Teks yang Diekstrak ::
== == ==

“Yes God…I want him, dia berasal dari keluarga Kristen,
pelayanan dan baik, bukankah dia terdengar sempurna? Please God…setujui ya
proposalku?” Bahkan sebelum TUhan sempat menjawab ya atau tidak aku sudah
memberikan jawabanku kepadanya. I said “yes” to him dan yes that’s my very
first time, officially got a status “in a relationship”.
Membutuhkan waktu yang lama bagiku untuk dapat berbagi
cerita ini di blog-ku. Aku berusaha sebaik mungkin untuk tidak memberikan kesan
yang terlalu galau, kelabu dan melankolis. Karena bukan itu pesan yang ingin
kusampaikan.
Ketika aku
menulis cerita cintaku
Cerita ini dimulai ketika aku masih berusia 16
tahun. Seorang gadis remaja yang baru masuk SMA. Begitu naïf dengan hati yang
masih utuh dan jiwa yang begitu rapuh. Penuh dengan rasa penasaran dan emosi
yang meluap-luap. Ketika itu, aku masih menjadi seorang gadis kecil yang rajin
ke gereja dan pelayanan, menari, usher dan berbagai pelayanan lainnya. Di
sekolah, oleh teman-teman dekatku, aku dieknal sebagai seorang gadis kecil yang
memiliki kerohanian yang baik. Satu hal yang tidak mereka tahu, aku memiliki
hati utuh yang rapuh. Dibesarkan dengan ditemani oleh cerita-cerita Putri
Disney membuatku bertumbuh menjadi sosok gadis kecil yang menyukai
cerita-cerita romantic. Yes…I’m a very
hopeless romantic little girl, well..you can see it from the way I write.
Dia adalah kakak kelasku, aku diperkenalkan kepadanya
oleh seorang teman yang juga merupakan kakak kelasku, sahabatnya. Saat itu, di
mataku dia adalah sosok lelaki yang begitu sempurna. Pintar, baik dan salah
satu anggota band di sekolah. Siapa
sich anak SMA yang nga suka sama tipe lelaki seperti itu? Dan lagi…dia berasal
dari keluarga Kristen yang taat dan juga aktif melayani di gereja dan sekolah. Ketika
pada akhirnya dia mengatakan suka kepadaku…dan aku juga nga bisa bohong, aku
menyukainya. Sesaat sebelum aku memberikan jawaban kepada kakak kelasku ini,
kakak kelasku yang lain yang juga merupakan kakak kerohanianku di sekolah mengajakku
berbicara. Dia bertanya kepadaku apakah aku benar-benar yakin mau menjalani
hubungan ini dengannya. Dia mengatakan jangan seperti dia yang baru saja putus
dengan pacarnya yang juga kakak kelas selepas pacarnya lulus SMA dan harus
berkuliah. Sebenarnya, itu adalah peringatan pertama bagiku. Namun…emosi dan
rasa sukaku mengalahkan itu semua. Di malam hari, aku berbicara kepada Tuhan,
bukannya bertanya apakah semua ini sesuai dengan kehendaknya atau tidak, aku
malah berkata, “Yes God…I want him, dia berasal dari keluarga Kristen,
pelayanan dan baik, bukankah dia terdengar sempurna? Please God…setujui ya
proposalku?” Bahkan sebelum TUhan sempat menjawab ya atau tidak aku sudah
memberikan jawabanku kepadanya. I said “yes” to him dan yes that’s my very
first time, officially got a status “in a relationship”.

== == ==

Item yang Ditampilkan ::
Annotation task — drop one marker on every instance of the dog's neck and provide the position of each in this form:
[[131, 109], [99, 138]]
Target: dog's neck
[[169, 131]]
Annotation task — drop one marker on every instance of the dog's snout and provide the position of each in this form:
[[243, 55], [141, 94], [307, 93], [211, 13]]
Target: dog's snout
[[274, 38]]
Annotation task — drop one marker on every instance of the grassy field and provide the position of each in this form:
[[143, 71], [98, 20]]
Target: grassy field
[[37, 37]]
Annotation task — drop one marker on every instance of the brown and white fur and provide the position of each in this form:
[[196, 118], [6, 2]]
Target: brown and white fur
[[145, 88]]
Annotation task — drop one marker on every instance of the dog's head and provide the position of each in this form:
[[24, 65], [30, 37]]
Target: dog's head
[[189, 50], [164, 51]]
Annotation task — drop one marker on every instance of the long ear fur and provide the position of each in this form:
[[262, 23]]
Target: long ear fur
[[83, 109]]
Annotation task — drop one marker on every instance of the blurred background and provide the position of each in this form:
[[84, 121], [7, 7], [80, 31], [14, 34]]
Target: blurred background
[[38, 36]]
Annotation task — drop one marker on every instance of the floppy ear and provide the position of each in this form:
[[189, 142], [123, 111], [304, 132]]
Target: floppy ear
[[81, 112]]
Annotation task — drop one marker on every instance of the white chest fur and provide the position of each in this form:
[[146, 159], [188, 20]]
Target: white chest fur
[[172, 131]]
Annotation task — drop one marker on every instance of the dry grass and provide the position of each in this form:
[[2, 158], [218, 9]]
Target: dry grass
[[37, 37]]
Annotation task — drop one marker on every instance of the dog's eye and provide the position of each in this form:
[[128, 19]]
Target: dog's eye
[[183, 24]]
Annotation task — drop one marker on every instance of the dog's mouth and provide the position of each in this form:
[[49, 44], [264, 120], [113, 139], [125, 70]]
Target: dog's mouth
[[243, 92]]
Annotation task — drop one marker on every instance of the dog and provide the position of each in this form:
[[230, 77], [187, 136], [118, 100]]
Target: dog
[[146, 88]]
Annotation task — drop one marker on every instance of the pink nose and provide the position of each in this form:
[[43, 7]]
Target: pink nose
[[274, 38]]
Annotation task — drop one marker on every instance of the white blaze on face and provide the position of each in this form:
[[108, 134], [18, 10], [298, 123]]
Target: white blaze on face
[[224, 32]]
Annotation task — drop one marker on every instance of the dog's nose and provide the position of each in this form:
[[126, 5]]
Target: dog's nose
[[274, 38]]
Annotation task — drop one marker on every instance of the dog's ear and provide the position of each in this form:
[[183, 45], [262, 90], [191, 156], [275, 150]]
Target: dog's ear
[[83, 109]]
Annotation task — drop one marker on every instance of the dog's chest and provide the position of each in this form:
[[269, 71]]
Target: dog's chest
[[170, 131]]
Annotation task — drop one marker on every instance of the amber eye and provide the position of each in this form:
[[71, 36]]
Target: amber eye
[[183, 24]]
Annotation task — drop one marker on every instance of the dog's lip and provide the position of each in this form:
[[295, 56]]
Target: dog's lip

== == ==

Tantangan ::
(a) Tuliskan ulang kata demi kata bagian cerita cinta yang dimulai dari "Membutuhkan waktu yang" dan berakhir pada "kusampaikan.".
(b) Teruskan cerita cinta itu mulai dari sesudah kalimat terakhir yang tercantum.
Item-item tersebut tidak memiliki kaitan dengan cerita cinta di atas.

Hasil per Tugas ::
(a)
Membutuhkan waktu yang lama bagiku untuk dapat berbagi
cerita ini di blog-ku. Aku berusaha sebaik mungkin untuk tidak memberikan kesan
yang terlalu galau, kelabu dan melankolis. Karena bukan itu pesan yang ingin
kusampaikan.

(b)
Dan sejak hari itu, gadis kecil ini tidak lagi
sama. Aku dan dia pernah melayani bareng di sekolah, I loved that moment. Ya
maksudnya adalah aku menyukai kebersamaanku dengannya dan aku melupakan untuk
siapa aku melayani. Aku mulai kehilangan fokusku kepada-Nya dan aku mulai
berfokus kepada dia. Pacarku saat itu seakan menjadi pusat kehidupanku dan tanpa
aku sadari aku kehilangan identitasku saat aku tidak bersama dengannya.
Kemudian hari itu tiba, dia harus berkuliah di luar
negeri dan kami harus menjalani long
distance relationship. Kebiasaan terlalu sering bersama dengannya membuatku
merasa terikat dengannya dan tanpa aku sadari aku menjadi pacar yang sangat demanding dan tidak mandiri, aku menjadi
sosok pacar yang sangat mengganggu, aku lupa bahwa dia memiliki kehidupannya di
sana. Perbedaan waktu 14 jam membuat semuanya terasa semakin sulit. Ketika aku
bersekolah, dia beristirahat dan begitu sebaliknya. Akhirnya…hanya sebulan
menjalani LDR, hubunganku dan dia diakhiri. Hati yang rapuh ini hancur
berantakan, aku terluka dan tidak berdaya. Aku marah kepada dia dan diriku
sendiri. Aku malu dan marah kepada Tuhan. Sejak bersama dirinya, aku perlahan
mulai menjauhi Tuhan dan menjauhi komunitasku yang dulu, aku mulai tidak fokus
melayani.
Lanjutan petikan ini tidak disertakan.